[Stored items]
++++++++

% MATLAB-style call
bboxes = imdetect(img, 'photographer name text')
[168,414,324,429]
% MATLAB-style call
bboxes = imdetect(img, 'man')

++++++++

Retype the records above in full, matching each line exactly.

% MATLAB-style call
bboxes = imdetect(img, 'photographer name text')
[168,414,324,429]
% MATLAB-style call
bboxes = imdetect(img, 'man')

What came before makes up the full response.